• [Exercise description]: Please retype the data in full, exactly as given.

□ □ □ □ □

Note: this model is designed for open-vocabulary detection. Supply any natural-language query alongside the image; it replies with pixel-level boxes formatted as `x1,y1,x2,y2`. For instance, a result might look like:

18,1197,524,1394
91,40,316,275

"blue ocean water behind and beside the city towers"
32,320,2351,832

□ □ □ □ □

• [Problem solution]:
Note: this model is designed for open-vocabulary detection. Supply any natural-language query alongside the image; it replies with pixel-level boxes formatted as `x1,y1,x2,y2`. For instance, a result might look like:

18,1197,524,1394
91,40,316,275

"blue ocean water behind and beside the city towers"
32,320,2351,832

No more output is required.